| Texto do exercício |

-.-.-

“TRANSFORMANDO MEMÓRIA EM LUTA”
Texto e fotos por Cintia de Oliveira
Manifestação dos moradores atingidos pelo rompimento da lagoa da Casan, em 25 de janeiro de 2022 na Avenida das Rendeiras.
A Servidão Manoel Luiz Duarte é estreita, comprida e de calçamento. Paralela à principal rua da Lagoa da Conceição, a Avenida das Rendeiras, à primeira vista ela é parecida com qualquer outra na região. Quase no final da rua, chama atenção a Horta Comunitária Andorinha. Ainda mais adiante, existe um acesso às dunas, um grande descampado de areia que compõe o Parque Natural Municipal das Dunas da Lagoa da Conceição. O local sem vegetação abre caminho para uma grande lagoa. O que parece bonito guarda vestígios de trauma e um medo constante. Medo da repetição do que aconteceu por volta das 05:40 da manhã de 25 de janeiro de 2021, quando água, areia e lodo invadiram a Servidão Manoel Luiz Duarte.
A força das águas varreu tudo que se encontrava em seu caminho. Carros, portas, janelas e a maioria dos bens materiais e afetivos de cerca de 150 pessoas. Ubirajara Camargo Júnior, conhecido como “Bira”, um dos moradores da rua, descreve que, ao contrário de uma enchente ou alagamento em que a água sobe lentamente, o que aconteceu foi como se “um copo de água fosse despejado”. A água atingiu cerca de dois metros de altura em menos de dez minutos.

-.-.-

| O que fazer |
1. Diga se cada afirmação concorda com o texto sobre a Servidão Manoel Luiz Duarte, respondendo sim ou não e citando as palavras do texto que decidem a questão.
(a) A Servidão Manoel Luiz Duarte corre paralela à Avenida das Rendeiras.
(b) A água subiu lentamente, como numa enchente comum.
(c) A água invadiu a rua por volta das 05:40 da manhã.
2. Responda com base no texto sobre a Servidão Manoel Luiz Duarte:
(a) Que horta chama atenção quase no final da rua?
(b) Cerca de quantas pessoas tiveram seus bens levados pela água?
(c) Que altura a água atingiu, e em quanto tempo?
As linhas abaixo provêm de outra fonte.

(Dados de localização de objetos em linguagem natural)
-.-.-

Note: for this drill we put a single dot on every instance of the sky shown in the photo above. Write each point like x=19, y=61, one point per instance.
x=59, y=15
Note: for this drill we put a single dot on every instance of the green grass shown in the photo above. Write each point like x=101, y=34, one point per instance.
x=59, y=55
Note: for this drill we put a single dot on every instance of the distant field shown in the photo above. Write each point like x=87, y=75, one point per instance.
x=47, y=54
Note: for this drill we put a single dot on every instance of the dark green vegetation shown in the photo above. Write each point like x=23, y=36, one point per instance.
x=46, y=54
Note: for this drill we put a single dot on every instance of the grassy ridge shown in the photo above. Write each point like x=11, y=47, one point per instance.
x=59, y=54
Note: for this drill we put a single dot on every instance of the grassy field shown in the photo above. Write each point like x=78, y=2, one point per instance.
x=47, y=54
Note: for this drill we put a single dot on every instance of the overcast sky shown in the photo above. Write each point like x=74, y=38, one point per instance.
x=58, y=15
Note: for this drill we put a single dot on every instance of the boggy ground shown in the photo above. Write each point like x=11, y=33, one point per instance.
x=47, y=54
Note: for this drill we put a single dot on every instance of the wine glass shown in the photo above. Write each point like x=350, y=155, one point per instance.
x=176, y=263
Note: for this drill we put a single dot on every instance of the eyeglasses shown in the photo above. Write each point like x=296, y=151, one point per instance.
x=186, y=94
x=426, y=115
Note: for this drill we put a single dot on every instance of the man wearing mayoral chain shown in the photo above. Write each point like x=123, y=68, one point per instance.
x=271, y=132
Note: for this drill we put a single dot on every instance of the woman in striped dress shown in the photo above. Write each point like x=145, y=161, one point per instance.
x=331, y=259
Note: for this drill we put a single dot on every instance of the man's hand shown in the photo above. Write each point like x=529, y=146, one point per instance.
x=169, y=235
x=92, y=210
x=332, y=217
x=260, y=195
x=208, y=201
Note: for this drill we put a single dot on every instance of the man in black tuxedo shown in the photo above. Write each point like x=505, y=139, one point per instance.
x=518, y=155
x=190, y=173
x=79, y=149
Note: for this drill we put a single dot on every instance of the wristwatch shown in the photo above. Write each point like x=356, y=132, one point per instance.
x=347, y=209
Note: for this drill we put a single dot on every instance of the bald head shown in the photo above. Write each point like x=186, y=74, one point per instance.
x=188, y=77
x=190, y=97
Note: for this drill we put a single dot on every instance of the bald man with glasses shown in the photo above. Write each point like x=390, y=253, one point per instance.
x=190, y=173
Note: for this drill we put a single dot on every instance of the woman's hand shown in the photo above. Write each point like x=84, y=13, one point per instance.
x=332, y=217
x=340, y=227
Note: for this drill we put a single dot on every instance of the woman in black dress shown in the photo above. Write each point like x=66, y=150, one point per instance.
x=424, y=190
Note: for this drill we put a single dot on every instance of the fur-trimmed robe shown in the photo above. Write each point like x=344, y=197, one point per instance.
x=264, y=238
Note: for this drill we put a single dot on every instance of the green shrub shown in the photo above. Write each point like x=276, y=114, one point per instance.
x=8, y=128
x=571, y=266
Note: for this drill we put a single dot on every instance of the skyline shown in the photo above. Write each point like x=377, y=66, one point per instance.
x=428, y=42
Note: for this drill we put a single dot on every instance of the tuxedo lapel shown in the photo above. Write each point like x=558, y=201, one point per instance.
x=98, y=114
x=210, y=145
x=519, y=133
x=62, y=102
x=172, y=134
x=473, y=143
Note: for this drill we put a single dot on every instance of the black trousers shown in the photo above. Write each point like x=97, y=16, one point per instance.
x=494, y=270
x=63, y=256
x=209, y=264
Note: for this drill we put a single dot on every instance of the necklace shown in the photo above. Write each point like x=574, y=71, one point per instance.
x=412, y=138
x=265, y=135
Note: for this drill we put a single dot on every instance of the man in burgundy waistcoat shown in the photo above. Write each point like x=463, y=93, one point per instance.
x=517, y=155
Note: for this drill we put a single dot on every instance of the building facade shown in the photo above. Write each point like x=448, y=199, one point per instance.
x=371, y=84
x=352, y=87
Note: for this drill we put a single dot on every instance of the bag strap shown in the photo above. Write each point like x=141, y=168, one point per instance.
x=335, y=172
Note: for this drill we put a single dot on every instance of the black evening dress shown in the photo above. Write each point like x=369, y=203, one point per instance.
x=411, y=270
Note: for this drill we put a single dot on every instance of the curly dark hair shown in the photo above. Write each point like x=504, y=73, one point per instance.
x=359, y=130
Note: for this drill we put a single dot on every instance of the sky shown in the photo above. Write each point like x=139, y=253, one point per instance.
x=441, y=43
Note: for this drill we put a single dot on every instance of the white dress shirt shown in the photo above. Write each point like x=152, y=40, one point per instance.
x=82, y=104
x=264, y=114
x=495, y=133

-.-.-

| Respostas |
1.
(a) Sim: “Paralela à principal rua da Lagoa da Conceição, a Avenida das Rendeiras”.
(b) Não: “ao contrário de uma enchente ou alagamento em que a água sobe lentamente”.
(c) Sim: “por volta das 05:40 da manhã de 25 de janeiro de 2021”.

2.
(a) A Horta Comunitária Andorinha.
(b) Cerca de 150 pessoas.
(c) Cerca de dois metros de altura, em menos de dez minutos.